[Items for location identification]
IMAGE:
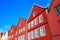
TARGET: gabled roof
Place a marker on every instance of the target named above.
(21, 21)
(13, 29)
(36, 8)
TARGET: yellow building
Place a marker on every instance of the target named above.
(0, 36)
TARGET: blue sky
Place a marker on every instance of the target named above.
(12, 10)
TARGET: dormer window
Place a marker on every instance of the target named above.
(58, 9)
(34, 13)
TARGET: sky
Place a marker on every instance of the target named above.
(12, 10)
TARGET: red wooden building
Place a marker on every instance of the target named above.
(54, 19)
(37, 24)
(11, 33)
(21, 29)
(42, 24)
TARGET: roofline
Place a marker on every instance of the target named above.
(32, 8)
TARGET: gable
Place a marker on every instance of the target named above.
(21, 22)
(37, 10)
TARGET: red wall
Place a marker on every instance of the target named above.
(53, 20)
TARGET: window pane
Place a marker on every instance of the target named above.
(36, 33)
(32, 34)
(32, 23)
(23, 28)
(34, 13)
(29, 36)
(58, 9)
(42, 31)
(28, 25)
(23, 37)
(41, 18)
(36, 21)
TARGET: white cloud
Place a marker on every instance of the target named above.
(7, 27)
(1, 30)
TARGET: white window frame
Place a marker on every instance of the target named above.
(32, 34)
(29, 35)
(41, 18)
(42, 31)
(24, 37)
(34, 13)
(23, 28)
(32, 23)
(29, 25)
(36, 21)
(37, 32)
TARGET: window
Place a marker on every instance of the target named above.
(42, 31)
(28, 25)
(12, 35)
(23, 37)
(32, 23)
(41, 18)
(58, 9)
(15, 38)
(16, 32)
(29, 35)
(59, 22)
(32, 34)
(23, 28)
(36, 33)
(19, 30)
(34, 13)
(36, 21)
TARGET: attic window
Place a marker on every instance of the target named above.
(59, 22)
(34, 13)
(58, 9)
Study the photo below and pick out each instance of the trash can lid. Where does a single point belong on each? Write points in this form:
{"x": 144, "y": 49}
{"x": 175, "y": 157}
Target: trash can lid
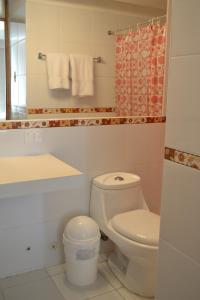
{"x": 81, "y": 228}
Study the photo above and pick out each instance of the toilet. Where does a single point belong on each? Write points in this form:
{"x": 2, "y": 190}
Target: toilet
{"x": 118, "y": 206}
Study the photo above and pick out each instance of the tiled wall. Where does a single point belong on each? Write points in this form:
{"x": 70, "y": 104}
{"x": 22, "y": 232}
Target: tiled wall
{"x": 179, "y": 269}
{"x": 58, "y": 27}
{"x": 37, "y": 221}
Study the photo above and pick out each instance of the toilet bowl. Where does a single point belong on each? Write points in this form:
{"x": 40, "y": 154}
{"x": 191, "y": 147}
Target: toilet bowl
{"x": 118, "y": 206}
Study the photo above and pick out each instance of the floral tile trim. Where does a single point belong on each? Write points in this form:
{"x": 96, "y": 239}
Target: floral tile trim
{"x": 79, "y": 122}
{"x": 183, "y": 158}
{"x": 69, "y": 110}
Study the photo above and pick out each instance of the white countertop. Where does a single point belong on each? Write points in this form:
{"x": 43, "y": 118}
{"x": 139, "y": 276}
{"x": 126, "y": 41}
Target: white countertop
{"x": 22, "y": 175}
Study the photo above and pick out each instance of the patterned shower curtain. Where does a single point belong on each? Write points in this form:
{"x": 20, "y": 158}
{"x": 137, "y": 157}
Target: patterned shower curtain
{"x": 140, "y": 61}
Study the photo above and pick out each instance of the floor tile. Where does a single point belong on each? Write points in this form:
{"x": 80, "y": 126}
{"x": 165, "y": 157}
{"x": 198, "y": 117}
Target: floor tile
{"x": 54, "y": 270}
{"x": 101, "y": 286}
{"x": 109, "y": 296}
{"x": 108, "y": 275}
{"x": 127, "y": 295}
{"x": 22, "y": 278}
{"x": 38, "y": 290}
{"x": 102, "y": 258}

==

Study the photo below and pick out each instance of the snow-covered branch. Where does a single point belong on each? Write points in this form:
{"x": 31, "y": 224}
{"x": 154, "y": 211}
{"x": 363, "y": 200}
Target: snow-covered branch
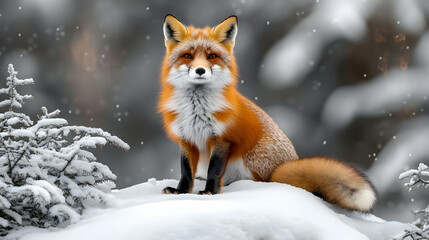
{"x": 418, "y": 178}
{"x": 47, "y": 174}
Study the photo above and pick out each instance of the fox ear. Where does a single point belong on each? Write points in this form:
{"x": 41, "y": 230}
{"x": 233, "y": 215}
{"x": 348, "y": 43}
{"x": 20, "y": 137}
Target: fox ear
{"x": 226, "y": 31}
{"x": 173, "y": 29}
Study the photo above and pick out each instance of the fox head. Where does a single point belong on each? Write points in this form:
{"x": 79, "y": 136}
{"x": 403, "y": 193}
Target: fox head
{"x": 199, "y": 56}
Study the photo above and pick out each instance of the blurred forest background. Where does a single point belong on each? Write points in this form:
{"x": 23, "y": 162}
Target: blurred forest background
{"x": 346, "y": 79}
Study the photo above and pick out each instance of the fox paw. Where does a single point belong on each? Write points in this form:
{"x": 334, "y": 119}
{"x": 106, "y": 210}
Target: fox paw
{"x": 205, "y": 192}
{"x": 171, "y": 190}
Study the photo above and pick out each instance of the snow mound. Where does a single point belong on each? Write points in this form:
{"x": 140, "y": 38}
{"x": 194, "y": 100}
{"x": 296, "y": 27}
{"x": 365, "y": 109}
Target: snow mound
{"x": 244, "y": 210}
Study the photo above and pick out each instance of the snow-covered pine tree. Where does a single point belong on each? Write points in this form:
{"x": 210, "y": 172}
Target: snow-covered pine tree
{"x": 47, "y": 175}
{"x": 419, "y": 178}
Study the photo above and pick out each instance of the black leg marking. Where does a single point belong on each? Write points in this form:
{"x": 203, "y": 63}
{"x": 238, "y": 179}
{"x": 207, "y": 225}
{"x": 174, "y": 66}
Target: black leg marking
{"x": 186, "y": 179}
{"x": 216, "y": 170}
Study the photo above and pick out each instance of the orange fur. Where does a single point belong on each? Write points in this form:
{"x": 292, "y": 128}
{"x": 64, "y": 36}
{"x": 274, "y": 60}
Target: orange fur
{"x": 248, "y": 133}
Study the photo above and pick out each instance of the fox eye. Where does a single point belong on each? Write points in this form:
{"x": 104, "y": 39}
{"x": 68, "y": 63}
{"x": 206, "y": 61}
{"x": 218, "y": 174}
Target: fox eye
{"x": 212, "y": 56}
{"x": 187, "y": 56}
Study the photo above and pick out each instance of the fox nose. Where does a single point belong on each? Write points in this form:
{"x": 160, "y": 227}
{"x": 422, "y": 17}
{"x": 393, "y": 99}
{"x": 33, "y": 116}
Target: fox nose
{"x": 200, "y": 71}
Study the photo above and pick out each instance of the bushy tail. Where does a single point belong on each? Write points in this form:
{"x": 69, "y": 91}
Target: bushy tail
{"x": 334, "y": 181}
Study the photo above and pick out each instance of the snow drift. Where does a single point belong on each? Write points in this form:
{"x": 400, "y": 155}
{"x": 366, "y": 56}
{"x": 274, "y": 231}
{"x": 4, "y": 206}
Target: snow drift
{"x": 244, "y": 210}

--

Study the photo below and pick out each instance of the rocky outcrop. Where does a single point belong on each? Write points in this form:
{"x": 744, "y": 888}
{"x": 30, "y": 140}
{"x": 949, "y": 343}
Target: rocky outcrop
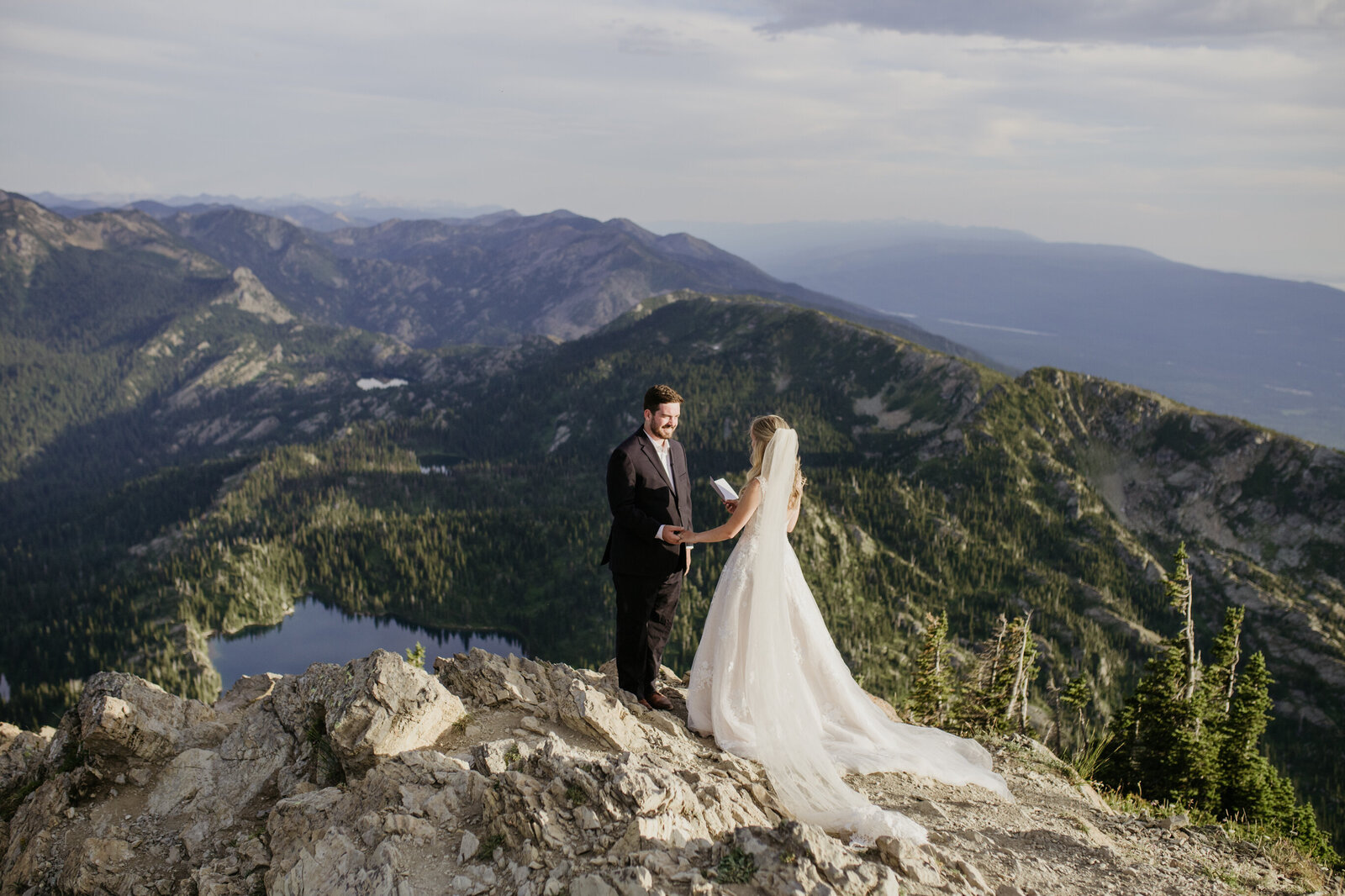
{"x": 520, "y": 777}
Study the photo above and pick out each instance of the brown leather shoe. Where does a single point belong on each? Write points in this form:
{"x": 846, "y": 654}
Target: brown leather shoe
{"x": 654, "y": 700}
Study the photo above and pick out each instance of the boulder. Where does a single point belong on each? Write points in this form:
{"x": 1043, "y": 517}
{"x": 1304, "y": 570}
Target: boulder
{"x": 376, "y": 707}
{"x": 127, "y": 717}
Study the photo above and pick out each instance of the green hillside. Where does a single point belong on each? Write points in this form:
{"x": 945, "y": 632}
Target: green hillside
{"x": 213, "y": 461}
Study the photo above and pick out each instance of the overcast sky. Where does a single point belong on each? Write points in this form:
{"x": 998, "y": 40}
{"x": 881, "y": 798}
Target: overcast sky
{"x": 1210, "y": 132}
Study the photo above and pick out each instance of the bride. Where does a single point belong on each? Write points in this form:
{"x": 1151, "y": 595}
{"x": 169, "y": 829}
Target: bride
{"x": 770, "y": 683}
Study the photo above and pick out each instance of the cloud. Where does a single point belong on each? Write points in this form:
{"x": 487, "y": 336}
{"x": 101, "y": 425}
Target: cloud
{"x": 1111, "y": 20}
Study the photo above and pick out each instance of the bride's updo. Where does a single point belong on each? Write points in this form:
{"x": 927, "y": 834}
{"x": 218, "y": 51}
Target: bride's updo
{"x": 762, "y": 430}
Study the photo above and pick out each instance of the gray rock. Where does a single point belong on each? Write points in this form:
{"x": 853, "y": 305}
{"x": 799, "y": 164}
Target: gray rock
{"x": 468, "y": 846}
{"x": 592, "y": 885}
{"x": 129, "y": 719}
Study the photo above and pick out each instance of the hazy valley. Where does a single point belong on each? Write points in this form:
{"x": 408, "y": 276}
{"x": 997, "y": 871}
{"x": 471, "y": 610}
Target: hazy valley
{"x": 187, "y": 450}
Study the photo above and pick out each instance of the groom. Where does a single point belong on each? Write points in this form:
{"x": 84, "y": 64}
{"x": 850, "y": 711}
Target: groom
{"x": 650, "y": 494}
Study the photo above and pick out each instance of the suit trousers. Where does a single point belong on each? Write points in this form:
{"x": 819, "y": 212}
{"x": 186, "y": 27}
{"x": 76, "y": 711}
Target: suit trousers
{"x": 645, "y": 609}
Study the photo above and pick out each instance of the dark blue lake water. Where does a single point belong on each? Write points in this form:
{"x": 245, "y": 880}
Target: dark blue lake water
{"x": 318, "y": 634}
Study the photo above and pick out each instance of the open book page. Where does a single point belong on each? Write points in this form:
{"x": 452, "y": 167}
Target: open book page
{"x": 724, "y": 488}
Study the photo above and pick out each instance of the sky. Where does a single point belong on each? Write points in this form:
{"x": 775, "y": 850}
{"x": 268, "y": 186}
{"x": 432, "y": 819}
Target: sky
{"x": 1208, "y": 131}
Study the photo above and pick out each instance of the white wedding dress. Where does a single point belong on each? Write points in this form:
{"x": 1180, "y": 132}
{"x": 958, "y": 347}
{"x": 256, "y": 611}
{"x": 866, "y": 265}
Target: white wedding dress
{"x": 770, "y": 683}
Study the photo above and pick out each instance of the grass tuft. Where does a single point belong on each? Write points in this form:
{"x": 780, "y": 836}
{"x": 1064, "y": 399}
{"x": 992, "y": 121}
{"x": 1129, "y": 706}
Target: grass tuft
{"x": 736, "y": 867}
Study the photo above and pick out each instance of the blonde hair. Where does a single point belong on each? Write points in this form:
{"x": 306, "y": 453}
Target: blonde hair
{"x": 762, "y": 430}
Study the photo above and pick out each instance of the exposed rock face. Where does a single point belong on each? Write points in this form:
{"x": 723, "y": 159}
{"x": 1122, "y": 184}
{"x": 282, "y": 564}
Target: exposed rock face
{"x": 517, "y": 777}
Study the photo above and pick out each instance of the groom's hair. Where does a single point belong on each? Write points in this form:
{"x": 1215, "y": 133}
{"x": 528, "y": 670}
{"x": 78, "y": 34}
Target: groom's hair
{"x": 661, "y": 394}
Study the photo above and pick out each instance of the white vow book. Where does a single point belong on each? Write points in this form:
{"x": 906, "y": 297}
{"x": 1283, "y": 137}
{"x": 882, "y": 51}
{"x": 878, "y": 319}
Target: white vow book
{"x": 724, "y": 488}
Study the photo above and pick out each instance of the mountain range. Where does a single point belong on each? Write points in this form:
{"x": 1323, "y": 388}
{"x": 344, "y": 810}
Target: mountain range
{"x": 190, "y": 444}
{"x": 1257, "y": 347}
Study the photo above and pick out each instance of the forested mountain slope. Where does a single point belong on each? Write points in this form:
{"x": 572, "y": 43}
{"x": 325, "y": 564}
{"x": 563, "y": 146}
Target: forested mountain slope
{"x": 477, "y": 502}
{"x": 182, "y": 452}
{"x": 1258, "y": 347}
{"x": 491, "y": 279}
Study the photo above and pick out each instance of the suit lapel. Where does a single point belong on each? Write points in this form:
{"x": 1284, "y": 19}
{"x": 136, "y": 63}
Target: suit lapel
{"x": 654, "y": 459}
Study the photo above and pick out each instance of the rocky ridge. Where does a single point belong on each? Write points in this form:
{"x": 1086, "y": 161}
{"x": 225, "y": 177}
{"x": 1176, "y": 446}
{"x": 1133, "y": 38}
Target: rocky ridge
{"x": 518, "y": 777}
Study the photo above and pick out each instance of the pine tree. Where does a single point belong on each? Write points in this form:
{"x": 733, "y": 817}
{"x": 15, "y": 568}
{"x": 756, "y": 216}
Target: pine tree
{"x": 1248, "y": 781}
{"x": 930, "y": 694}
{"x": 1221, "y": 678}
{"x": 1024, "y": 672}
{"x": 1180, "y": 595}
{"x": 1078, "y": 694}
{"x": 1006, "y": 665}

- Description of the task
Select and copy each line of the material above that contains the word "leather". Letter case counts.

- Result for this exercise
Study the photo above and pick out each instance of the brown leather shoe. Where does a single point belong on each? Write points in this form:
Target: brown leather shoe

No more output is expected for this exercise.